CONSIGNES
• a. Dans l'article sur la fuite de Cesare Battisti, à quelle date la Cour de cassation doit-elle rendre son jugement ?
• b. Reprenez l'article sur la fuite de Cesare Battisti après sa dernière phrase et poursuivez-le.

Accueil > CESARE BATTISTI : une fuite inévitable

CESARE BATTISTI : une fuite inévitable

Publie le samedi 4 septembre 2004 par Open-Publishing

de Clemencia Rossa

En France et en Italie, la fuite de Cesare Battisti a provoqué un choc dans
les milieux de droite, comme au sein de la gauche « bien-pensante ». Mais
lui a-t-on laissé le choix ?

Alors que la justice vient de délivrer (le 29 août) un mandat d’arrêt contre Cesare Battisti, sa « fuite » aura au moins eu le mérite de faire un peu de tri au sein des soutiens aux réfugiés italiens. Le PS révèle ainsi les limites de son soutien à Cesare Battisti : sa porte-parole, Annick Lepetit, lui demande de « se mettre en conformité avec la loi ». Autrement dit, tant que les réfugiés restent dans « le cadre des lois françaises », le PS veut bien les soutenir, mais il ne faut pas se mettre hors ces lois qu’ils contribuent à mettre en place depuis des lustres.

Même si cela signifie finir ses jours dans une prison italienne, comme cela risque d’être le cas pour Cesare mais aussi pour tous les autres. On ne connaît pas encore le fin mot de l’histoire puisque la Cour de cassation rendra son jugement le 29 septembre, mais comment peut-on conseiller aux réfugiés italiens de rester la tête sur le billot à attendre au cas où (on ne sait jamais !) le couperet ne tomberait pas ? Car on sait pertinemment que ni Battisti ni aucun réfugié ne sera rejugé en Italie. Faut-il rappeler que l’Italie est le seul pays européen à ne pas rejuger les décisions prises par contumace ?

Cela n’a pourtant pas gêné la chambre de l’instruction de la cour d’appel de Paris qui, le 30 juin, a jugé qu’il avait bénéficié d’une défense juste parce qu’un avocat le représentait à son procès, alors que la contumacia a constitué pour plusieurs autres cours d’appel, sur des affaires similaires, une violation des droits de la défense. Par ailleurs, cette même cour d’appel étant revenue sur l’autorité de la chose jugée (puisqu’une demande d’extradition de Cesare avait déjà été rejetée en 1991), elle a donné des gages de servitude aux pouvoirs en place, tant en France qu’en Italie, et on comprend que ça ne rassure pas les réfugiés italiens. D’ailleurs ils ne s’y trompent pas et tous soutiennent Cesare dans sa décision de se soustraire à son contrôle judicaire.

ITEMS EXTRAITS
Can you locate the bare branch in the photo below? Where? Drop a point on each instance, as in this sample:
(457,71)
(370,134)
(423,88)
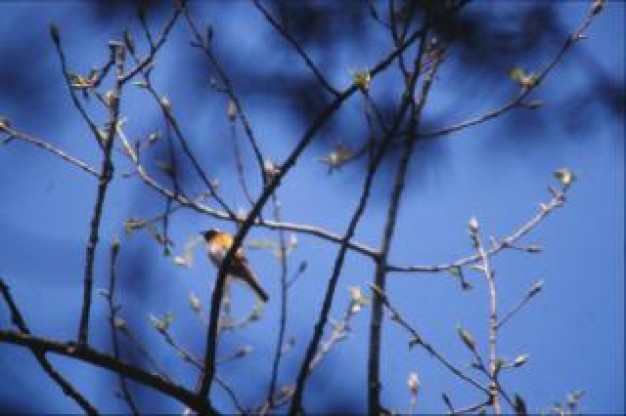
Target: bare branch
(40,356)
(50,148)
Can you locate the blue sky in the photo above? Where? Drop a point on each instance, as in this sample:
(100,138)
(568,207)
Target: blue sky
(573,330)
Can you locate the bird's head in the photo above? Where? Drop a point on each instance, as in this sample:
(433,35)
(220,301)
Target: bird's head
(210,234)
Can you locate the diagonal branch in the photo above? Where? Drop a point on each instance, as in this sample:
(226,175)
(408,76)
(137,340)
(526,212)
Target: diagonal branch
(99,359)
(40,356)
(206,380)
(15,134)
(289,38)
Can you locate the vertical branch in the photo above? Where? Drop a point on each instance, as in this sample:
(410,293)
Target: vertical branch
(284,271)
(380,276)
(296,404)
(216,298)
(115,323)
(106,175)
(204,45)
(493,316)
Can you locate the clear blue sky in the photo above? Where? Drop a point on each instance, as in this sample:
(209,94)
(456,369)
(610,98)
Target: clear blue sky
(573,330)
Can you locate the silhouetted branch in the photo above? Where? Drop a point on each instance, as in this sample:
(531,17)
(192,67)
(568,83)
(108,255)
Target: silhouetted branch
(99,359)
(289,38)
(105,177)
(527,87)
(380,274)
(18,320)
(115,323)
(306,139)
(418,341)
(205,47)
(14,134)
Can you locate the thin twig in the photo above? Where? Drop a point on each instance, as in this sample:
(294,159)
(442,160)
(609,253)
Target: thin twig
(380,275)
(417,340)
(493,318)
(284,288)
(296,404)
(204,45)
(114,323)
(50,148)
(90,355)
(74,96)
(517,100)
(145,63)
(40,356)
(205,383)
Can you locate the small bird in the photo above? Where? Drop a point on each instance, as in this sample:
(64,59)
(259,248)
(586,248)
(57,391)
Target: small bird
(219,243)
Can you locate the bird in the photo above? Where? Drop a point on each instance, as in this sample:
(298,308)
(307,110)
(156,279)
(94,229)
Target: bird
(219,242)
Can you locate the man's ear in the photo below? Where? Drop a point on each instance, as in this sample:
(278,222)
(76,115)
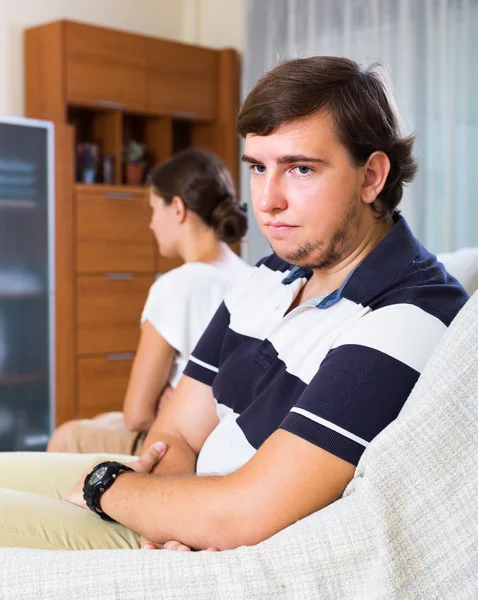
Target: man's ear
(179,208)
(375,173)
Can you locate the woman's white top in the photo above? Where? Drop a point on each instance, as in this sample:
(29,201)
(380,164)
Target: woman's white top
(181,303)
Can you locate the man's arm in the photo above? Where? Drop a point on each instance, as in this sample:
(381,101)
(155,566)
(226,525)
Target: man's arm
(287,479)
(184,424)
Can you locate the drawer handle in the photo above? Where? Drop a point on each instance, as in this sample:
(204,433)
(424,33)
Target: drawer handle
(108,104)
(119,196)
(120,356)
(119,276)
(182,114)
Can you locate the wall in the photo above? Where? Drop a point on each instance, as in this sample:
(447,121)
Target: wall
(217,23)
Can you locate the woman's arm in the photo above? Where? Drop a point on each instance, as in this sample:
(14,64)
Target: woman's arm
(184,425)
(149,375)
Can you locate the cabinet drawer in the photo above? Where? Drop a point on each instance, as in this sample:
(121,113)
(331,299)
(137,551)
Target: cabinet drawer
(181,79)
(112,232)
(108,312)
(102,383)
(105,67)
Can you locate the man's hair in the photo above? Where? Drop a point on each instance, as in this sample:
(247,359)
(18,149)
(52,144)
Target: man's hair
(357,98)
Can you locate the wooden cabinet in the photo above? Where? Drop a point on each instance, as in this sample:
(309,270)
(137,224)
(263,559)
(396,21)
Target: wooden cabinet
(108,312)
(102,382)
(104,67)
(112,231)
(173,70)
(112,87)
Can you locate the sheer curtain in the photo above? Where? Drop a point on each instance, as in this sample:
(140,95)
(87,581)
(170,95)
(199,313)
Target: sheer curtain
(427,47)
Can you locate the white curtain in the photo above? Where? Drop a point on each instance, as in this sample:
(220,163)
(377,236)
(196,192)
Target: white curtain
(428,47)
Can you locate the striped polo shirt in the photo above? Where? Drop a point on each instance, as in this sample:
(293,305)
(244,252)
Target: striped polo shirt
(334,371)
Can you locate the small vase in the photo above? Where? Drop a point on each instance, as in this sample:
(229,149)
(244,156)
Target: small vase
(89,175)
(134,173)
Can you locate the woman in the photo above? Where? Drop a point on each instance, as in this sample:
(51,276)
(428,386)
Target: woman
(195,216)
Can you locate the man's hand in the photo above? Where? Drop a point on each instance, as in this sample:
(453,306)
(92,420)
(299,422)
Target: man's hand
(171,545)
(145,464)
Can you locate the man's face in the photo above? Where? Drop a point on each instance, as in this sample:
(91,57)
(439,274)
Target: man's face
(306,192)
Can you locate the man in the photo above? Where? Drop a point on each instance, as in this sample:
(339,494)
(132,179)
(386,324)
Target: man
(309,359)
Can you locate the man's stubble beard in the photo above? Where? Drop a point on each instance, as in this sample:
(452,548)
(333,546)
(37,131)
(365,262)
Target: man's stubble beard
(318,255)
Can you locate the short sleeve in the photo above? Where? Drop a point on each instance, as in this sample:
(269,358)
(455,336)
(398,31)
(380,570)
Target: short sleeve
(364,380)
(181,303)
(203,363)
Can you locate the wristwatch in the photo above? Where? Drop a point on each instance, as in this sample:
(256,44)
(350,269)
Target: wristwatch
(98,481)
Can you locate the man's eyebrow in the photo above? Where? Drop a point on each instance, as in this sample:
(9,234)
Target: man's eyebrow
(287,159)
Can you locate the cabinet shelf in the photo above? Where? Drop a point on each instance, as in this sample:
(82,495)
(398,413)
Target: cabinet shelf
(11,379)
(7,295)
(17,204)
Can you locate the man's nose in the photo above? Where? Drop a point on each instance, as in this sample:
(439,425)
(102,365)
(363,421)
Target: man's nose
(271,196)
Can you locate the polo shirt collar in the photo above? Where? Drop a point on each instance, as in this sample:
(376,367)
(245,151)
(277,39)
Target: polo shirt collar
(381,268)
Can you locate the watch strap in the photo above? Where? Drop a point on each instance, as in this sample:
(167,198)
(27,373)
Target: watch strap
(92,493)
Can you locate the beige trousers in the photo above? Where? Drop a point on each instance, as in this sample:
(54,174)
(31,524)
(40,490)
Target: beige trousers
(33,513)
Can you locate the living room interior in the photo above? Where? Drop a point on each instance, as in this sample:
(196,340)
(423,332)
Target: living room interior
(96,95)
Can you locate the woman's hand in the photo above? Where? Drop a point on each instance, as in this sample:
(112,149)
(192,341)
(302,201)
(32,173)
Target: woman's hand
(145,464)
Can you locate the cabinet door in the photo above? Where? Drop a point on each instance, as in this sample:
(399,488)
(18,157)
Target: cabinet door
(105,67)
(181,80)
(102,383)
(112,231)
(109,310)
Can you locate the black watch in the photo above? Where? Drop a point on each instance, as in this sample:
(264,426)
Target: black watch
(98,481)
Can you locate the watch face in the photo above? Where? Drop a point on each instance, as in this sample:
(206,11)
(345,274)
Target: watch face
(97,475)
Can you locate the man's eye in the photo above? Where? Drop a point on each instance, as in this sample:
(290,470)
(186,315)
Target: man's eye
(258,169)
(302,170)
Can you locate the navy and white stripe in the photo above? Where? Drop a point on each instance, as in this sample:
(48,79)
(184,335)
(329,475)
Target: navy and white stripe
(334,372)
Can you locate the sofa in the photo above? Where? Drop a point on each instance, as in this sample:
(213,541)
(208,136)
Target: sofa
(405,528)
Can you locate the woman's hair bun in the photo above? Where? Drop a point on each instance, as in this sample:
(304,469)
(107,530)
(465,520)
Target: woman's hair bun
(229,221)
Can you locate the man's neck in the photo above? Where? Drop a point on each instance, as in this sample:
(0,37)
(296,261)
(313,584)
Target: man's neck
(326,280)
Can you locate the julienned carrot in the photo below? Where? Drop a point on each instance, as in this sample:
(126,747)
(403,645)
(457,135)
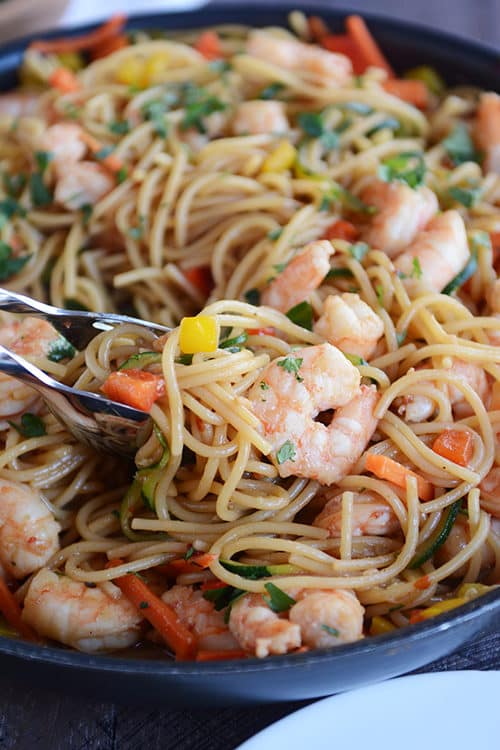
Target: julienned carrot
(64,80)
(342,230)
(220,654)
(413,92)
(200,277)
(85,41)
(160,615)
(208,44)
(386,468)
(456,445)
(366,44)
(137,388)
(344,45)
(11,610)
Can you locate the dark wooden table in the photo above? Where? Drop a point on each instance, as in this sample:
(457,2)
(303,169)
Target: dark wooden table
(34,719)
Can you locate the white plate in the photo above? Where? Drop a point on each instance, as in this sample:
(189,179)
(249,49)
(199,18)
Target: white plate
(456,710)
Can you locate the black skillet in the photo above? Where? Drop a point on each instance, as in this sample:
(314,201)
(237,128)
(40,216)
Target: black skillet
(317,673)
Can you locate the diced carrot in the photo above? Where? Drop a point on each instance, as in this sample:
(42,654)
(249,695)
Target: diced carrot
(158,613)
(413,92)
(342,44)
(200,277)
(137,388)
(456,445)
(366,44)
(11,610)
(208,44)
(220,654)
(386,468)
(64,80)
(317,28)
(342,230)
(108,46)
(111,28)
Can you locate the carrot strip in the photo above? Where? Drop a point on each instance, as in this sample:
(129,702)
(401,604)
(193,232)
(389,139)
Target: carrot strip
(386,468)
(108,46)
(456,445)
(160,615)
(413,92)
(366,44)
(11,610)
(220,654)
(64,80)
(342,230)
(137,388)
(200,277)
(85,41)
(208,44)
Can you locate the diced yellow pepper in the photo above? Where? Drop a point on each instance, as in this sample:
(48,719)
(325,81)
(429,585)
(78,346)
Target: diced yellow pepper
(154,66)
(381,625)
(199,334)
(131,72)
(72,60)
(440,607)
(470,591)
(283,157)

CORRIGÉ
• a. Le 29 septembre.

• b.
En Italie, en revanche, l’ensemble de la « classe politique » (à l’exception de Rifondazione) se dit choquée de la « fuite » de Cesare Battisti et fulmine, qui contre la gauche française, qui contre les intellectuels qui le soutiennent. Roberto Castelli, le ministre de la Justice (Ligue du Nord), a déclaré qu’il fallait « ouvrir un débat sur cette gauche européenne [...] qui défend les assassins, [...] les fugitifs ». À quoi les partis de gauche italiens ont beau jeu de répondre que c’est Silvio Berlusconi et son gouvernement qui ont refusé de ratifier le mandat d’arrêt européen.

Pour Castelli, seuls les anciens militants d’extrême gauche méritent d’être poursuivis partout et indéfiniment, Berlusconi, lui, doit échapper à la justice par tous les moyens possibles. Quant au numéro deux d’Alliance nationale, Giovanni La Russa, il déclare carrément : « Si [Battisti] n’est pas repris, nous organiserons une marche sur Paris pour montrer notre colère. » Et il faudrait que les réfugiés italiens se rendent à ces descendants de Mussolini qui veulent égaler leur maître à penser en marchant sur Paris comme il a marché sur Rome ?

Et évidemment, Castelli en profite pour réclamer à Perben une dizaine d’autres militants italiens, en France depuis des années. Le bon prétexte que voilà, cette fuite de Battisti ! Tous ont refait leur vie ici, puisque Mitterrand leur a promis l’asile s’ils sortaient de « la spirale de la violence ». Ça fait maintenant vingt ans qu’ils en sont sortis et que l’Italie devrait se donner les moyens d’un vrai débat sur l’amnistie de ces militants et de leurs camarades qui croupissent en prison, parfois depuis trente ans.

En attendant cette amnistie, Perben devrait refuser toute extradition. Mais que peut-on attendre d’un gouvernement qui poursuit lui aussi de sa vindicte les militants d’Action directe comme Nathalie Menigon, ou qui vient de faire appréhender Hélène Castel, au Mexique, quelques jours avant la prescription de sa peine ?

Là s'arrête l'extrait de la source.